Перепишите слово в слово часть отрывка ниже о первых днях войны: всё от слов «Нет сегодня там» и до слов «к походу готовы.» включительно.

** ОТРЫВОК **

■ ■ ■ ■ ■

Нет сегодня там гуляющей молодежи, не слышно песен, только изредка кто одинокий пройдет, да муж с женой с озабоченным видом прошагают торопливой походкой.
      В первые дни войны от военкомата к речному причалу, где стоял пароход «Пятый октябрь», бодро, как на параде, под музыку духового оркестра с песней
Если завтра война, если завтра в поход,
Мы сегодня к походу готовы.
двигалась колонна первых призывников, молодых парней и девушек, только что окончивших 10 классов средней школы и добровольцев – Ворошиловских стрелков.
      В последующие дни колонны призывников шли под ритм песни, которую пели:
Эх, винтовка – трехлинейка,
Лучше матери, отца.
Отец с матерью изменят,
А винтовка никогда.

■ ■ ■ ■ ■

** ДАННЫЕ ДЛЯ ПРОВЕРКИ **
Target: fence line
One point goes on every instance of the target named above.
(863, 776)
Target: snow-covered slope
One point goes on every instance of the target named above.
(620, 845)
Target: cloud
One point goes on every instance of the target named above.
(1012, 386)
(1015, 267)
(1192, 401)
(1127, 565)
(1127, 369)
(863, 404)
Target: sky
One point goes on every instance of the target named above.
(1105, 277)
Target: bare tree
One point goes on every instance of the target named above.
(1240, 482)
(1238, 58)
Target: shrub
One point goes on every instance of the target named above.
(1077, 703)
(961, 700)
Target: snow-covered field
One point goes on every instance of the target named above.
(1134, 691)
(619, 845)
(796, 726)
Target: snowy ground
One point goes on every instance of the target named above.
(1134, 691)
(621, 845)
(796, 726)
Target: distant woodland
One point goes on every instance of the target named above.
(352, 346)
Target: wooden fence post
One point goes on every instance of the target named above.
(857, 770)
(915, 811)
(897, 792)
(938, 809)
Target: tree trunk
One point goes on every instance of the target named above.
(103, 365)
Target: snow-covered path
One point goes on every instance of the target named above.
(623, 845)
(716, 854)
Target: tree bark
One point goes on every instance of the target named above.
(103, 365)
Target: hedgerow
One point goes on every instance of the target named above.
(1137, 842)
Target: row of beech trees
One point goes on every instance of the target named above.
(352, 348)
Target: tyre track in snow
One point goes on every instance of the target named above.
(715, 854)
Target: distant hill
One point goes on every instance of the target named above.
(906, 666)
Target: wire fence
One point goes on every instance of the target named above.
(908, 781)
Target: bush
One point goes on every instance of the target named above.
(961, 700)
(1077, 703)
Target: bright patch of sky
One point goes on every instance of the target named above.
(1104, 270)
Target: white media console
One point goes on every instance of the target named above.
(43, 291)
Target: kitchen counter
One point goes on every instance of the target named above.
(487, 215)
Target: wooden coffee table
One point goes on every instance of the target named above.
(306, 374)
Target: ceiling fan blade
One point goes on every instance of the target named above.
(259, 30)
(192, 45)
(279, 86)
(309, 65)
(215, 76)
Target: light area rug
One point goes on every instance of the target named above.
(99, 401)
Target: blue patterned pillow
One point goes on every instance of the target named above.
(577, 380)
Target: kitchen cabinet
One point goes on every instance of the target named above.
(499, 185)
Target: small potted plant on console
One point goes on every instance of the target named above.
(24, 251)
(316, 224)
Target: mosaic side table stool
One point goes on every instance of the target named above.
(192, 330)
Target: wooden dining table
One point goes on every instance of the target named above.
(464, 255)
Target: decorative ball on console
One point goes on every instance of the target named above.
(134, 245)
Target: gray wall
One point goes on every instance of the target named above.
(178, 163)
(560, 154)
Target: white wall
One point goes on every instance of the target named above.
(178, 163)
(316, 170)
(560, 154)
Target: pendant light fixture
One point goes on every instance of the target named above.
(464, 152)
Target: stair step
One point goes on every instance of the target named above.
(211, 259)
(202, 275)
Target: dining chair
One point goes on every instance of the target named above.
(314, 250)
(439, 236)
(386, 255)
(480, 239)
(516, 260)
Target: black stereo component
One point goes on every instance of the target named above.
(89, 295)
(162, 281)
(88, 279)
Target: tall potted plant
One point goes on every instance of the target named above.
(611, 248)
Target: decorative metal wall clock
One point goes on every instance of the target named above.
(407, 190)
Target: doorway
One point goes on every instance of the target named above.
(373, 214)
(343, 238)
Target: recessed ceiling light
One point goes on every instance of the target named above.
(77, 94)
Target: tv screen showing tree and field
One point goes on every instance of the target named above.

■ ■ ■ ■ ■

** ОЖИДАЕМЫЙ ОТВЕТ **
Нет сегодня там гуляющей молодежи, не слышно песен, только изредка кто одинокий пройдет, да муж с женой с озабоченным видом прошагают торопливой походкой.
      В первые дни войны от военкомата к речному причалу, где стоял пароход «Пятый октябрь», бодро, как на параде, под музыку духового оркестра с песней
Если завтра война, если завтра в поход,
Мы сегодня к походу готовы.